* [Source document]
I recalled an earlier experience with colorful birds in a setting considerably less exotic. When I was six or seven, in a period after our last family dog died, before we embarked upon a series of family cats, we had a parakeet. My mother bought the green and yellow bird for me in a moment of weakness, I imagine, after my pleading at a local Woolworth’s proved effective. The pet only cost about a dollar; the store made money selling the cage, toys and bird food.
“I’ll teach him to talk,” I said, full of enthusiasm.
We installed the still unnamed bird in a standard wire cage placed upon a broad windowsill in our breakfast room. Each morning, I dutifully stared into the cage and suggested such original statements as “Polly want a cracker?” and “Hello, I am a parrot.” The bird completely ignored me and focused on eating seeds and pecking at a tiny mirror hung in the cage. When I despaired of teaching the bird to talk, I tried to convince it to step onto my out-stretched index finger. But each time I placed my hand into the cage, the parakeet pecked at it as though I were an enemy. It had clearly never heard the expression: “Don’t bite the hand that feeds you.”
“He has a chippy personality,” my mother noted. Thus was the bird named.
“Why won’t Chippy talk?” I asked repeatedly during the ensuing weeks, like the frustrated seven-year-old I was.
“We’ll stop at Woolworth’s,” said my mother. “Maybe the salesman will have some suggestions.”

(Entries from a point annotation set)

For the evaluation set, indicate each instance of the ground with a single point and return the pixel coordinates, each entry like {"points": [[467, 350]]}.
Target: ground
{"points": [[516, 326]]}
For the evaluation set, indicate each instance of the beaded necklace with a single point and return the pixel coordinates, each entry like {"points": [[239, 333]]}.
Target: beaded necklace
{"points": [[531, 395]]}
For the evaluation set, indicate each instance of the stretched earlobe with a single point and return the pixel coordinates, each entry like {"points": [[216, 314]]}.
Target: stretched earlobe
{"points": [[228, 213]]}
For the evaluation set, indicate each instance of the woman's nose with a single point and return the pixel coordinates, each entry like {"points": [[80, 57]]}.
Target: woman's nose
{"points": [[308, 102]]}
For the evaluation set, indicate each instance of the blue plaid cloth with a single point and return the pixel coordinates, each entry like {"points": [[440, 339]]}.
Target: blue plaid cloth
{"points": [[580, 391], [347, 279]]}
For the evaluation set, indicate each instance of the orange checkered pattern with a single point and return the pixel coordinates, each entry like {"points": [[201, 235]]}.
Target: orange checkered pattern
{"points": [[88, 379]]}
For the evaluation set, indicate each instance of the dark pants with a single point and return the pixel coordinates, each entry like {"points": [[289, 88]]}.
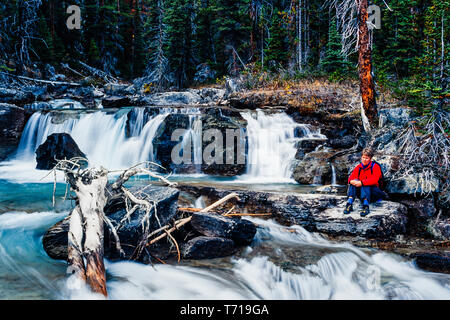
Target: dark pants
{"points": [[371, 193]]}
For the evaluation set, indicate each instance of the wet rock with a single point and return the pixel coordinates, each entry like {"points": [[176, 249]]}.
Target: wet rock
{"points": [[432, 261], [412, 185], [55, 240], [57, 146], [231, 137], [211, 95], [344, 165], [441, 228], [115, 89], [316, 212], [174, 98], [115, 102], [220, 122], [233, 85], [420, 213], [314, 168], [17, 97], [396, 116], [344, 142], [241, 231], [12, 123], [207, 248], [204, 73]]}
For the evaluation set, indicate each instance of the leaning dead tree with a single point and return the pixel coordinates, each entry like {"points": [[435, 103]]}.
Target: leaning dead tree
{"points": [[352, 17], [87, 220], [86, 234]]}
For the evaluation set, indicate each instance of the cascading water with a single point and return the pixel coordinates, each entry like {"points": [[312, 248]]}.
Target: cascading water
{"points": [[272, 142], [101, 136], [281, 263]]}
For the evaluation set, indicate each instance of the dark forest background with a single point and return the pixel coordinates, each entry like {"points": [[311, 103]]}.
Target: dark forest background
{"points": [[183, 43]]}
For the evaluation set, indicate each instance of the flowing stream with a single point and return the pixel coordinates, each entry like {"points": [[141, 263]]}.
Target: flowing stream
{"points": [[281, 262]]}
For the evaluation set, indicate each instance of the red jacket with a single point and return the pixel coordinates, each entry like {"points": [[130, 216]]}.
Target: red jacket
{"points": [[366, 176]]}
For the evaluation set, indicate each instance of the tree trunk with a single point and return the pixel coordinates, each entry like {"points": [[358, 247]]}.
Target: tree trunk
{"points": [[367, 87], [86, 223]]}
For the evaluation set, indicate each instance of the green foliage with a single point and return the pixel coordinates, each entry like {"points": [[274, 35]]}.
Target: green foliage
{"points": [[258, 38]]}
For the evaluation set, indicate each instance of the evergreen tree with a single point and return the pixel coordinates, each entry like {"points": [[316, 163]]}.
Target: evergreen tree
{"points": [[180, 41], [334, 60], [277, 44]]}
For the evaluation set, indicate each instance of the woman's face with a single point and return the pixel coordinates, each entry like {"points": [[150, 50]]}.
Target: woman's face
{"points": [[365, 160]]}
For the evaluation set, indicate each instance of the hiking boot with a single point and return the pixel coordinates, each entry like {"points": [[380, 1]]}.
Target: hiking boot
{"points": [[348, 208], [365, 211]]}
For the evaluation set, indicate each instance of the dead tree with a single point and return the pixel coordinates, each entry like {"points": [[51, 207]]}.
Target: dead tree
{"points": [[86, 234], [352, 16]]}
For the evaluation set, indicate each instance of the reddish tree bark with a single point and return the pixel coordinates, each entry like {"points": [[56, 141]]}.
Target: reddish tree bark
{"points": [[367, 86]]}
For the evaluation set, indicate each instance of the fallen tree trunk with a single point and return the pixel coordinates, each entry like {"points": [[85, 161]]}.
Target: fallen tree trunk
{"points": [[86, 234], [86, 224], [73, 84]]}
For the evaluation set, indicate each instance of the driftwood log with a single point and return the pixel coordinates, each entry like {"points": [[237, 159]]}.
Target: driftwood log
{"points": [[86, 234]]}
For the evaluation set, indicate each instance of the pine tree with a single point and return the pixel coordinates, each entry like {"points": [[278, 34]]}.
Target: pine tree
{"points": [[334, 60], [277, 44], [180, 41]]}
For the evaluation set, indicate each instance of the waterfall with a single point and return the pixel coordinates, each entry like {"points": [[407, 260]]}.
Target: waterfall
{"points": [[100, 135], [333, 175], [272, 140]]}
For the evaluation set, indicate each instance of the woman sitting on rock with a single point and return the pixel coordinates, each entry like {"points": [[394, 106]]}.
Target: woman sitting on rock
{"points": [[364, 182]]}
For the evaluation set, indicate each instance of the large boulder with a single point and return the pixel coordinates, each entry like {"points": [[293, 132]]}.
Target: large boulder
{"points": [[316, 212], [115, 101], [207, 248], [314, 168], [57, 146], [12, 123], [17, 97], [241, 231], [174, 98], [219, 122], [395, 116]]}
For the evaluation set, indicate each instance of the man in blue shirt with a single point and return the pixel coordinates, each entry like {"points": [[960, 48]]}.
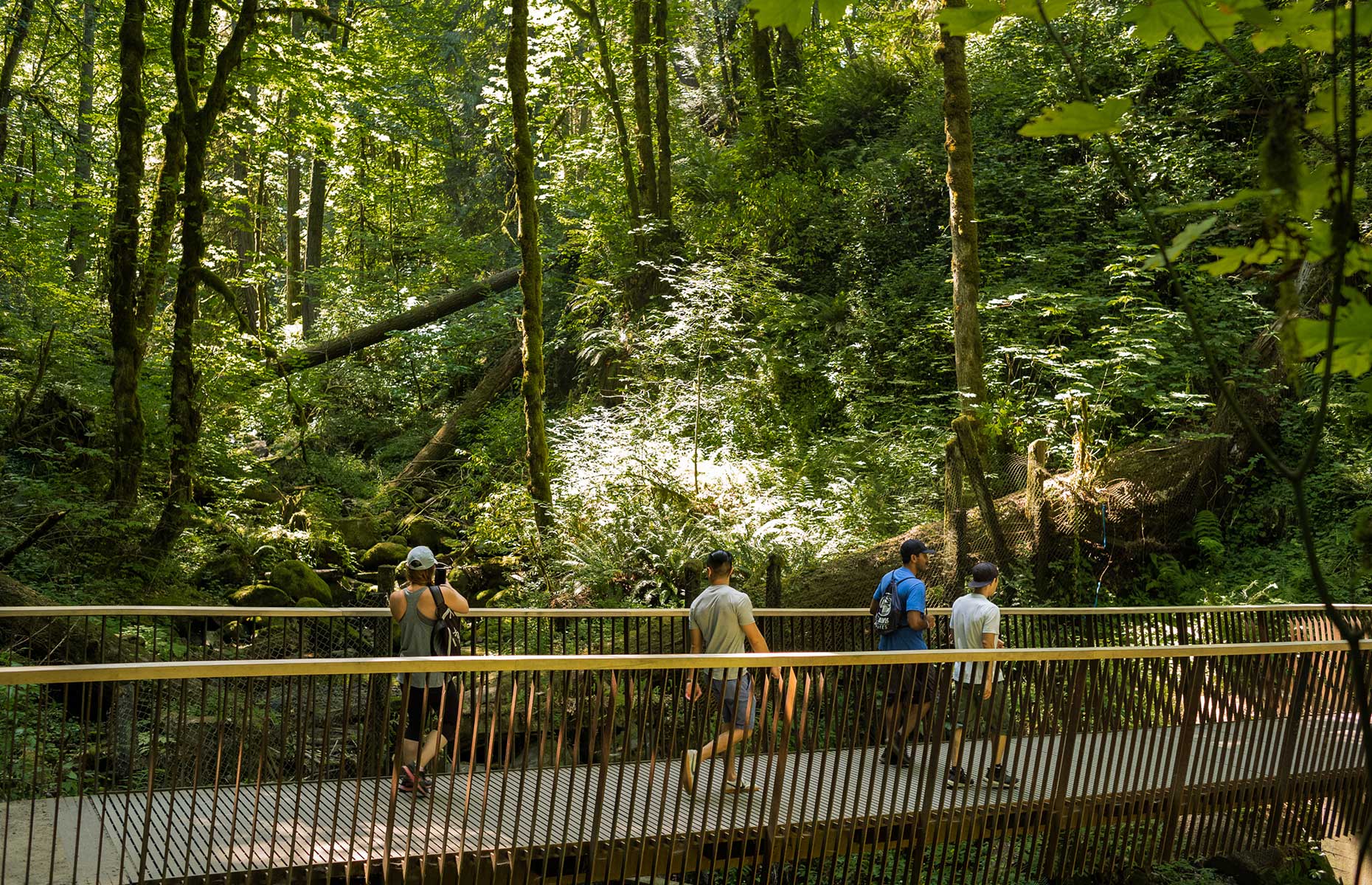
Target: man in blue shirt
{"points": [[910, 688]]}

...

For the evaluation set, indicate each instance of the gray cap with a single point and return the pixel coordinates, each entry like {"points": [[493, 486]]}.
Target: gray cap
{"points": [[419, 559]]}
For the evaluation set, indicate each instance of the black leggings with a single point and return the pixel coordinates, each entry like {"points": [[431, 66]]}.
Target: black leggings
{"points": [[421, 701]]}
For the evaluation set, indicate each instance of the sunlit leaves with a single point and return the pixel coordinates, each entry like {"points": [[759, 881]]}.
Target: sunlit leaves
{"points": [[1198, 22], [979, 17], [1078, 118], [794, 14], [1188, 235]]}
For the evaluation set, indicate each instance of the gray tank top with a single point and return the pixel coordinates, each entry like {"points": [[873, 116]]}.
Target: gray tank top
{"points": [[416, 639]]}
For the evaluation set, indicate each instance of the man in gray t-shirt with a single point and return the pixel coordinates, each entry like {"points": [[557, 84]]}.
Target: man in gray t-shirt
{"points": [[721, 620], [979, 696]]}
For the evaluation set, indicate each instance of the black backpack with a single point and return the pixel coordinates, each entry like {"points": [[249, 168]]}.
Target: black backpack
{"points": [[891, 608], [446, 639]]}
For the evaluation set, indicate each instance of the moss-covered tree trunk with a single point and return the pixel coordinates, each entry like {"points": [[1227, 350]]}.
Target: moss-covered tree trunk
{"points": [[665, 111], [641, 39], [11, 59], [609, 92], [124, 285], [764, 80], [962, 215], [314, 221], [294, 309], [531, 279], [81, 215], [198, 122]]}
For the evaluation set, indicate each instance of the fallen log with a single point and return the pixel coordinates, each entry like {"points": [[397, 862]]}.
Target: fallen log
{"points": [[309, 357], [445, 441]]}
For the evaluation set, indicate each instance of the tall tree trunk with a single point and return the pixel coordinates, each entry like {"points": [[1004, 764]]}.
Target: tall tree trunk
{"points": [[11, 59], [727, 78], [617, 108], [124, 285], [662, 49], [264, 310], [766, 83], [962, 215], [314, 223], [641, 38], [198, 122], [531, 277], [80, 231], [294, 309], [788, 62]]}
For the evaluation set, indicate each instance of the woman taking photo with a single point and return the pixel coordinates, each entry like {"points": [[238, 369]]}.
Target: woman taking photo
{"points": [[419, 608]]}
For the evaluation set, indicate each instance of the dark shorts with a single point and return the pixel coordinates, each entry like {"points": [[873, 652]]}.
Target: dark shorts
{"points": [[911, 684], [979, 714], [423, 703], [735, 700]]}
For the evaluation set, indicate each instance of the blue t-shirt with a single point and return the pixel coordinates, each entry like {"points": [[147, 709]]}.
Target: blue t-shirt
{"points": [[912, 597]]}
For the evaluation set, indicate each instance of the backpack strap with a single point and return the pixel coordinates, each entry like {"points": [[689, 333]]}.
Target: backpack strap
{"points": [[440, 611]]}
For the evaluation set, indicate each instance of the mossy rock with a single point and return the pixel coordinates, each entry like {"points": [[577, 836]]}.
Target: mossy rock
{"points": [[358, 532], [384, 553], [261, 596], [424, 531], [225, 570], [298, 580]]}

--

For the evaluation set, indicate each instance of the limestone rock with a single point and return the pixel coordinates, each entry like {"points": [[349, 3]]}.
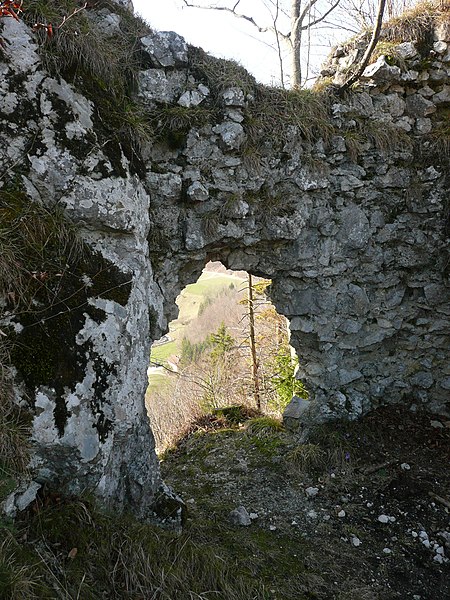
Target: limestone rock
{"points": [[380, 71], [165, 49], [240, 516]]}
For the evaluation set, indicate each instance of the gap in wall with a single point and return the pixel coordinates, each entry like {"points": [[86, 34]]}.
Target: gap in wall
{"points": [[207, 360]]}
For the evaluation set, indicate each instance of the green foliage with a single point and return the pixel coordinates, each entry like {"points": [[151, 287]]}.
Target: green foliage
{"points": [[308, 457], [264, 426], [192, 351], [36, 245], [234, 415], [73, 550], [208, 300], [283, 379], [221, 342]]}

* [Short exercise 1]
Using the parakeet passage, explain how the bird came to be named Chippy.
* [Short exercise 2]
Copy from the parakeet passage the stretch from "I recalled an" through "full of enthusiasm.".

* [Task answer 1]
Whenever the narrator put a hand into the cage, the parakeet pecked at it as though the hand belonged to an enemy. The narrator's mother then remarked, "He has a chippy personality," and that remark gave the bird its name.

* [Task answer 2]
I recalled an earlier experience with colorful birds in a setting considerably less exotic. When I was six or seven, in a period after our last family dog died, before we embarked upon a series of family cats, we had a parakeet. My mother bought the green and yellow bird for me in a moment of weakness, I imagine, after my pleading at a local Woolworth’s proved effective. The pet only cost about a dollar; the store made money selling the cage, toys and bird food.
“I’ll teach him to talk,” I said, full of enthusiasm.